(EXCERPTED RECORDS)
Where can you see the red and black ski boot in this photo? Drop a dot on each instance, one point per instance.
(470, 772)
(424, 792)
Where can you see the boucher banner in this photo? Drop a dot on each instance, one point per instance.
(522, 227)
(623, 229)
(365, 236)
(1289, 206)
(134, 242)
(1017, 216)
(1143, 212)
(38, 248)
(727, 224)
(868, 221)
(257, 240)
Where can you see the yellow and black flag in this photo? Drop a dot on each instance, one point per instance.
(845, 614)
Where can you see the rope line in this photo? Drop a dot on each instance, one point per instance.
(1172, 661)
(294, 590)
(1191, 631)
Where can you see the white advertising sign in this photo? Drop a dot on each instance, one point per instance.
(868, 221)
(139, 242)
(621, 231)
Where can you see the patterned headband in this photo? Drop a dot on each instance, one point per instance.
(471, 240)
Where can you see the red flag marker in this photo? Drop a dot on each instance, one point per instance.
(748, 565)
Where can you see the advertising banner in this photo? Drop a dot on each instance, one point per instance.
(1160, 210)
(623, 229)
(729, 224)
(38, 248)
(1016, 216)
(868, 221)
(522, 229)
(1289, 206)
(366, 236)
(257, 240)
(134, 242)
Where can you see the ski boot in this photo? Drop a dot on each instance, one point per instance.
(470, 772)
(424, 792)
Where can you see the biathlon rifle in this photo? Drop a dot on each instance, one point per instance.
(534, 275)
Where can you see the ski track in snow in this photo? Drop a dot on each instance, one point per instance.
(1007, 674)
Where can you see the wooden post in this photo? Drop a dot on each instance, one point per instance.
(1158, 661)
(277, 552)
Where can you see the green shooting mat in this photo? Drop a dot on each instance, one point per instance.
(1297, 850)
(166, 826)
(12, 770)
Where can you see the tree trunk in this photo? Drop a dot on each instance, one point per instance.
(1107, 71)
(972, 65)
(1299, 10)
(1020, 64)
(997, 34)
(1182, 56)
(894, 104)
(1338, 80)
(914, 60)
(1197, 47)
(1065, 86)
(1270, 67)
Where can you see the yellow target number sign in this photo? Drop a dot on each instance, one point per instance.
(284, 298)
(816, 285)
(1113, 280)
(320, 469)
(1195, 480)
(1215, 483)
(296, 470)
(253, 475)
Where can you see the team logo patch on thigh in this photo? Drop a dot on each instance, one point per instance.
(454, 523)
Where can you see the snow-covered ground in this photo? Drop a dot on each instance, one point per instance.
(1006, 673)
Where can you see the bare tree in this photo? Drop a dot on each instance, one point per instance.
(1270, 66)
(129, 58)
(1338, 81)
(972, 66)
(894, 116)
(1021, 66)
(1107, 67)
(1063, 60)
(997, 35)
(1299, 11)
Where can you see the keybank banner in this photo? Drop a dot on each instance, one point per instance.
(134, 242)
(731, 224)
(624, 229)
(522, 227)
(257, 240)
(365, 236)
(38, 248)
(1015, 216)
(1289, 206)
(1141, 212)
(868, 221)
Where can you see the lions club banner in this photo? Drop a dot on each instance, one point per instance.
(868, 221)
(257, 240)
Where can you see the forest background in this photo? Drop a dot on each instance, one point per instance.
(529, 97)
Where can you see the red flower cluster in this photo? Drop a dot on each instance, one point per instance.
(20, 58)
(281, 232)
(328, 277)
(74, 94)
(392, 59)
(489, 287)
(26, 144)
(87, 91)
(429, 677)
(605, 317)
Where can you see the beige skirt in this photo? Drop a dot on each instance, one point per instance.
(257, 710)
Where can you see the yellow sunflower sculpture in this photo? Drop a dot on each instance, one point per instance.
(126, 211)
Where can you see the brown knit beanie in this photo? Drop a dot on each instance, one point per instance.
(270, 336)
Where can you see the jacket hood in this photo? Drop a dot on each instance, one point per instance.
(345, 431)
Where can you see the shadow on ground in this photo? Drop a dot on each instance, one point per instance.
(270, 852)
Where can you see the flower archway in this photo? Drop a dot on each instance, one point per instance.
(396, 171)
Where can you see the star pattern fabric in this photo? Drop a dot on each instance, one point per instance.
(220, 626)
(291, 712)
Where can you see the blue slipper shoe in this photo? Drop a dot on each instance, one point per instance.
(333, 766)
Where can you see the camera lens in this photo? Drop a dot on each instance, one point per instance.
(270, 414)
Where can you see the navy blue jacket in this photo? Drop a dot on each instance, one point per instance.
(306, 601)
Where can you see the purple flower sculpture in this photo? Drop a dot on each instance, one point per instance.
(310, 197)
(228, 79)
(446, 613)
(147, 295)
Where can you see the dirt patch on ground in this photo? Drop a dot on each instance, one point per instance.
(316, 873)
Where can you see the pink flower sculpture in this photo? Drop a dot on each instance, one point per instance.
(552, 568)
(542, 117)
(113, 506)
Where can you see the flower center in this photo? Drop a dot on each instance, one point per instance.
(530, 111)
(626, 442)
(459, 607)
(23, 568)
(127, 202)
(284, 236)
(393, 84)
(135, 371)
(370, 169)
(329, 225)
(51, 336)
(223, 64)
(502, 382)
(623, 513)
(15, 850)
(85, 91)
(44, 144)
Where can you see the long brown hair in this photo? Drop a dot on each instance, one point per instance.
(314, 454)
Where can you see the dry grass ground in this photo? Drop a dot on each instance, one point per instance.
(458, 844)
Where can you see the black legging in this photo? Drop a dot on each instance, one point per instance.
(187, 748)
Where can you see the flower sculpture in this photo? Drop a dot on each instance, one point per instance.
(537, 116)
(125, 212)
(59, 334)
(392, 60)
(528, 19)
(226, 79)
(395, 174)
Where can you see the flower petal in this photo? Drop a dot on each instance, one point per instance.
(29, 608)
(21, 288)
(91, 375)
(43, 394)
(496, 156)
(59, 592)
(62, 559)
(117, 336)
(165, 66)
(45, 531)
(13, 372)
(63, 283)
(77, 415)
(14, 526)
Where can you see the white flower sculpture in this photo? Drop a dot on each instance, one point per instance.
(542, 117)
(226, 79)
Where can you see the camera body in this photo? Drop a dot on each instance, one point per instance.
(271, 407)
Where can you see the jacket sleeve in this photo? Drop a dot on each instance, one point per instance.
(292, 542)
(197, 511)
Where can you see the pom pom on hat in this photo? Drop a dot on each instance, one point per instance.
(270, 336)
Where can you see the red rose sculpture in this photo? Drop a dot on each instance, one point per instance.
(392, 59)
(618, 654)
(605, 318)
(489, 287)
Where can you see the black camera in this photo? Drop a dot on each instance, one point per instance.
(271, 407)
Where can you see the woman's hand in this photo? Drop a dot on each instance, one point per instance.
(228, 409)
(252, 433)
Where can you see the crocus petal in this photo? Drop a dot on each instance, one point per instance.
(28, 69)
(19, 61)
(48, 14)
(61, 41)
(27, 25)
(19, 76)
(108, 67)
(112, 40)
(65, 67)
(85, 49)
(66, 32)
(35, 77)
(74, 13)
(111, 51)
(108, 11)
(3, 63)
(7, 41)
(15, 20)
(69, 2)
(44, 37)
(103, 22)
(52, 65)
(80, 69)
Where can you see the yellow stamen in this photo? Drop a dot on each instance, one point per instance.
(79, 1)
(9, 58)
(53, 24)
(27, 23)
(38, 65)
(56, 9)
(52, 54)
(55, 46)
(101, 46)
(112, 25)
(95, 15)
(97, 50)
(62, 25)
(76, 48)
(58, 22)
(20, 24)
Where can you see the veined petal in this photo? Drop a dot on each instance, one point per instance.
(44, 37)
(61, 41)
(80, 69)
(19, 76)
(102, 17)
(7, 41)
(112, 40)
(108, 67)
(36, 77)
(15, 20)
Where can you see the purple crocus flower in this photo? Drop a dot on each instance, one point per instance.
(End EXCERPTED RECORDS)
*EXERCISE AIM:* Each record needs to be duplicated exactly.

*FINAL ANSWER:*
Where can you see the red and black ski boot in this photo? Drop a dot on each instance, one point per instance.
(470, 772)
(424, 792)
Where can you see the boucher banner in this photo? Drop a dot on each instance, one point per instance.
(522, 227)
(623, 229)
(365, 236)
(1289, 206)
(134, 242)
(1017, 216)
(1143, 212)
(38, 248)
(727, 224)
(868, 221)
(257, 240)
Where can you see the yellow and black flag in this photo? Drop a dot on each instance, one point per instance.
(845, 614)
Where can you see the rope line in this photo? Drop a dot on each instance, one point per instance.
(1172, 661)
(294, 590)
(1191, 631)
Where can you see the white advertising sign in this photo? Drop a dot on each instance, one point per instance.
(868, 221)
(139, 242)
(621, 231)
Where can you see the patterned headband in this photo? Drop a dot on each instance, one point per instance.
(471, 240)
Where can you see the red flag marker in this photo? Drop a dot on each instance, one point per instance.
(748, 565)
Where can you see the advertising banner in this photo? Drop a dot on each instance, one point per instance.
(1160, 210)
(623, 229)
(729, 224)
(38, 248)
(1016, 216)
(868, 221)
(522, 229)
(1289, 206)
(366, 236)
(257, 240)
(134, 242)
Where can you see the ski boot in this photo? Drop a dot on each instance, one point per instance.
(470, 772)
(424, 792)
Where can you see the biathlon rifle in this photo? Drop a dot on each instance, one point per instance.
(534, 275)
Where can you see the ski track in snow in this photo? Drop a dot on each instance, one point per instance.
(1007, 674)
Where can you see the wooden post in this photo? Drop a dot on each instance, one point per instance.
(1158, 661)
(277, 552)
Where can you see the green shooting mat in this photo? Drop a dot on each instance, one point per instance.
(1297, 850)
(166, 826)
(12, 770)
Where can you see the tree trunk in this photo? Drop a dot on each instance, one point per instance.
(1107, 71)
(972, 65)
(1299, 10)
(1020, 64)
(997, 34)
(1182, 56)
(894, 104)
(1338, 80)
(914, 60)
(1197, 47)
(1065, 86)
(1270, 67)
Where can you see the yellow target number sign in this photo? Drop a dot on each instance, one point per instance.
(284, 298)
(816, 285)
(1113, 280)
(320, 469)
(1195, 480)
(1215, 483)
(296, 470)
(253, 475)
Where can you see the team logo patch on thigh in this photo? Drop a dot on each instance, one point per instance.
(454, 523)
Where can you see the snow-covered ground in this photo? Drop a dot on each instance, one point per instance.
(1006, 673)
Where can you see the bare tree in this photo? Drop a dot on each instance, one point per instance.
(1270, 66)
(129, 58)
(1338, 81)
(972, 66)
(894, 116)
(1021, 66)
(1107, 67)
(1063, 60)
(997, 35)
(1299, 11)
Where can you see the keybank banner in this photo? Drop a dot on each instance, one point per instance.
(134, 242)
(731, 224)
(624, 229)
(522, 227)
(257, 240)
(365, 236)
(38, 248)
(1015, 216)
(1289, 206)
(1141, 212)
(868, 221)
Where can you see the lions club banner in this photo? Drop a dot on each instance, one point per instance.
(868, 221)
(257, 240)
Where can you see the forest background in this photo? Drop a dot on each instance, one point per instance.
(529, 97)
Where can you see the red flower cluster in this photo? Drop a dot on each instance, one point per instance.
(20, 58)
(281, 232)
(328, 277)
(74, 94)
(392, 59)
(489, 287)
(26, 144)
(87, 91)
(429, 677)
(605, 317)
Where can you see the beige skirt in this photo? Drop a dot on each instance, one point per instance.
(257, 710)
Where can you see the yellow sunflower sculpture in this photo? Drop a dot on each instance, one point per instance.
(126, 211)
Where can you see the brown knit beanie in this photo? Drop a dot on each instance, one point per instance.
(270, 336)
Where can you see the jacket hood in this photo? Drop a dot on each instance, one point per instance.
(345, 431)
Where can you see the shadow on ground in this photo? Drop a dot on each instance, one point per instance.
(270, 852)
Where can you see the flower archway in this photo? Drop a dot on each instance, one point per instance.
(396, 171)
Where can you see the star pattern fabric in this photo? Drop a dot on each instance, one point per instance.
(220, 626)
(291, 712)
Where can you see the blue slipper shoe in this photo? Drop a dot on each instance, one point per instance.
(333, 766)
Where can you see the camera lens in this photo? Drop a dot on each instance, one point per instance.
(270, 414)
Where can you see the navy blue jacket in this photo? Drop a dot on each instance, one point per instance.
(306, 601)
Where can you see the purple flower sculpture in this photo? Drop a dot on each instance, one point per instance.
(310, 197)
(228, 79)
(446, 613)
(147, 295)
Where can you see the dirt patch on ground in this photo? Drop a dot on each instance, one point per instance.
(316, 873)
Where can you see the pink flower sculpture in this photo? Drop a dot on each instance, one point per instance.
(552, 568)
(542, 117)
(113, 506)
Where can you see the flower center in this photo? Drop a dot on each instance, one point per instance.
(530, 111)
(626, 442)
(459, 607)
(23, 568)
(127, 202)
(284, 236)
(393, 84)
(135, 371)
(370, 169)
(329, 225)
(51, 336)
(223, 64)
(502, 382)
(623, 513)
(15, 850)
(85, 91)
(44, 144)
Where can you see the long brown hair in this photo? Drop a dot on each instance, one point per instance.
(314, 454)
Where can you see the dry grass ground in this photo? Drop a dot on each instance, one point per instance.
(458, 844)
Where can you see the black legging in this photo? Drop a dot on each instance, one point per instance.
(187, 748)
Where can you see the flower sculpture in this photo? Drop a dot on each instance, one point per instance.
(537, 116)
(125, 212)
(59, 334)
(392, 60)
(528, 19)
(226, 79)
(395, 174)
Where can you see the flower petal in this photo? Drop a dot on each instance, one point per instance.
(29, 608)
(21, 288)
(91, 375)
(43, 394)
(496, 156)
(59, 592)
(62, 559)
(117, 336)
(165, 66)
(45, 531)
(13, 372)
(63, 283)
(77, 415)
(14, 526)
Where can you see the white flower sculpture in this photo? Drop a dot on each instance, one point per instance.
(542, 117)
(226, 79)
Where can you see the camera body in this photo? Drop a dot on each instance, one point per instance.
(271, 407)
Where can you see the jacket sleeve in this photo? Drop a dot on each instance, one point per instance.
(292, 542)
(197, 511)
Where can you see the pom pom on hat in this photo? Drop a dot on each instance, one point per instance.
(270, 336)
Where can you see the red rose sculpture in this photo? Drop a dot on each instance, one point per instance.
(392, 59)
(618, 654)
(605, 318)
(489, 287)
Where can you see the black camera in this photo? Drop a dot on each instance, one point per instance.
(271, 407)
Where can you see the woman's hand in this photo? Drop a dot on each instance, one point per instance.
(228, 409)
(252, 433)
Where can you see the crocus petal in this photo? Drop a dot on each instance, one point per instance.
(28, 69)
(19, 61)
(48, 14)
(61, 41)
(27, 25)
(19, 76)
(108, 67)
(112, 40)
(65, 67)
(85, 49)
(66, 32)
(35, 77)
(74, 13)
(111, 51)
(108, 11)
(3, 63)
(7, 41)
(15, 20)
(69, 2)
(44, 37)
(103, 22)
(52, 65)
(80, 69)
Where can you see the yellow stamen in this photo? Drop a dot on each instance, one point per instance.
(79, 1)
(9, 58)
(53, 24)
(27, 23)
(38, 65)
(56, 9)
(52, 54)
(55, 46)
(101, 46)
(112, 25)
(95, 15)
(97, 50)
(62, 25)
(76, 48)
(58, 22)
(20, 24)
Where can you see the veined petal in this photo? Drop a dot on each instance, one point per instance.
(44, 37)
(61, 41)
(80, 69)
(19, 76)
(102, 17)
(7, 41)
(112, 40)
(108, 67)
(36, 77)
(15, 20)
Where can you see the purple crocus flower in this photo? Drop a dot on each instance, one point per instance.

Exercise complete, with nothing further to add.